Output only these lines, set down exactly: the one containing "locate the van taillight in the photo above" and each line after it through the end of the records.
=== Data supplied ===
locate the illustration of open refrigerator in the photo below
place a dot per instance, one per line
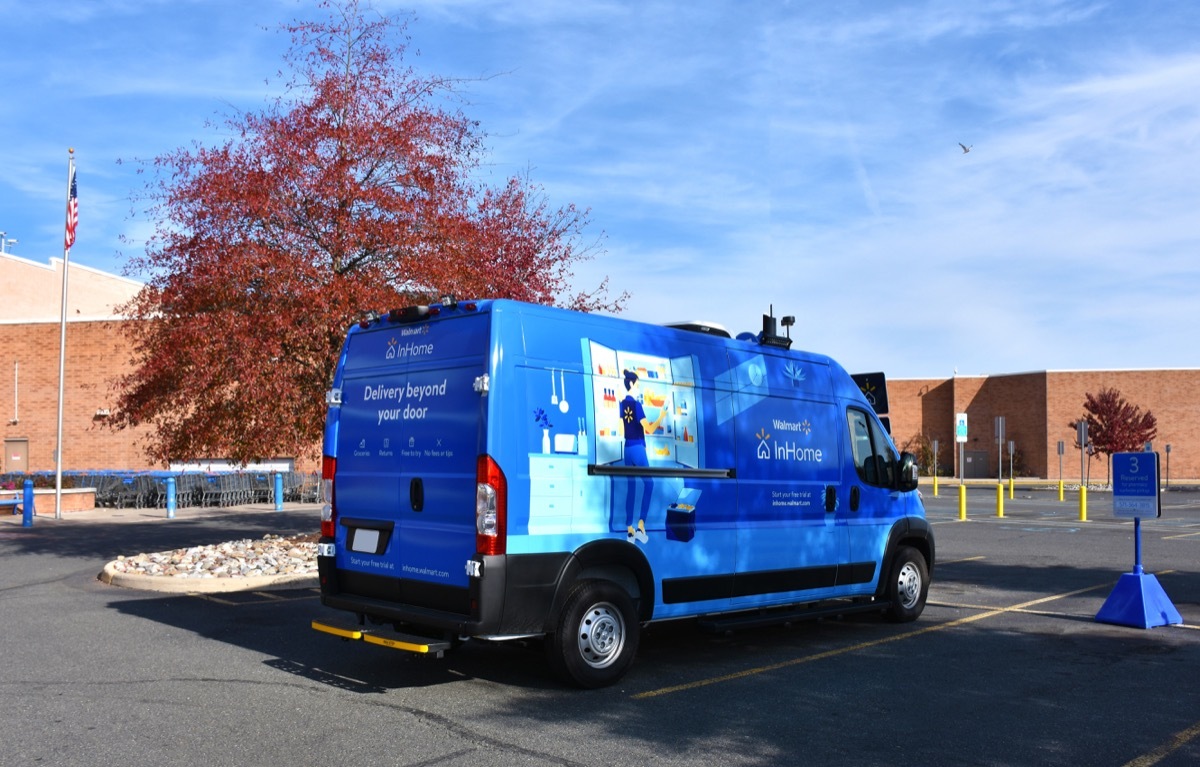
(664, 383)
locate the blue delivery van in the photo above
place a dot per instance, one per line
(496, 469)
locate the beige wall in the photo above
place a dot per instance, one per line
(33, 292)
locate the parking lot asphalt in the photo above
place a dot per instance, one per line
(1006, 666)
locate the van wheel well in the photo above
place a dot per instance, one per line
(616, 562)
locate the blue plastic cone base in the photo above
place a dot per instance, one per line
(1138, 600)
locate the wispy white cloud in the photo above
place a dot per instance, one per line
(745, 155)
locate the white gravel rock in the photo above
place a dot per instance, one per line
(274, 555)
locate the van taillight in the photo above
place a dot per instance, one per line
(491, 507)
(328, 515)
===
→ Solution for this task
locate the van taillight in the photo above
place a dot per instance, one per line
(491, 507)
(328, 515)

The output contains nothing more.